● **Work instructions**:
1 – Using the problem statement below, decide whether each statement agrees with it. Give yes or no and quote the words that settle it.
(a) The cashier can serve two customers at the same time.
(b) When two customers start together, one of them may leave before the other is done.
(c) Vasya's method picks two people from the first five in the queue.
2 – Sum up the problem statement below in two sentences.
3 – Answer these questions about the problem statement below.
(a) How long does it take to serve two customers together?
(b) What is the total number of serving phases always equal to?
(c) What should the program work out?

● **Page excerpt**:
-- Start --

2 secondsmemory limit per test

256 megabytesinput

standard inputoutput

standard outputVasya has recently developed a new algorithm to optimize the reception of customer flow and he considered the following problem.

Let the queue to the cashier contain *n* people, at that each of them is characterized by a positive integer *a*_{i} — that is the time needed to work with this customer. What is special about this very cashier is that it can serve two customers simultaneously. However, if two customers need *a*_{i} and *a*_{j} of time to be served, the time needed to work with both of them customers is equal to *max*(*a*_{i}, *a*_{j}). Please note that working with customers is an uninterruptable process, and therefore, if two people simultaneously come to the cashier, it means that they begin to be served simultaneously, and will both finish simultaneously (it is possible that one of them will have to wait).

Vasya used in his algorithm an ingenious heuristic — as long as the queue has more than one person waiting, then some two people of the first three standing in front of the queue are sent simultaneously. If the queue has only one customer number *i*, then he goes to the cashier, and is served within *a*_{i} of time. Note that the total number of phases of serving a customer will always be equal to ⌈*n* / 2⌉.

Vasya thinks that this method will help to cope with the queues we all hate. That's why he asked you to work out a program that will determine the minimum time during which the whole queue will be served using this algorithm.

-- End --

● **Stored data**:
-- Start --

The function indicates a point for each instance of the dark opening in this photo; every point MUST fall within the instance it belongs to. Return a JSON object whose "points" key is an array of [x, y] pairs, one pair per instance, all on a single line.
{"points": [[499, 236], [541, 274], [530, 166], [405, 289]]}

-- End --

● **The answers**:
1 –
(a) Yes: "it can serve two customers simultaneously"
(b) No: "will both finish simultaneously"
(c) No: "some two people of the first three standing in front of the queue are sent simultaneously"

2 – A cashier can serve two customers at once, and the pair takes as long as the slower of the two, with both starting and finishing together. Under Vasya's method, while more than one person is waiting, two of the first three people in the queue are served together, and the task is to write a program that finds the minimum time needed to serve the whole queue this way.

3 –
(a) max(ai, aj), the larger of the two customers' times.
(b) ⌈n / 2⌉, which is n divided by 2, rounded up.
(c) The minimum time during which the whole queue will be served using Vasya's algorithm.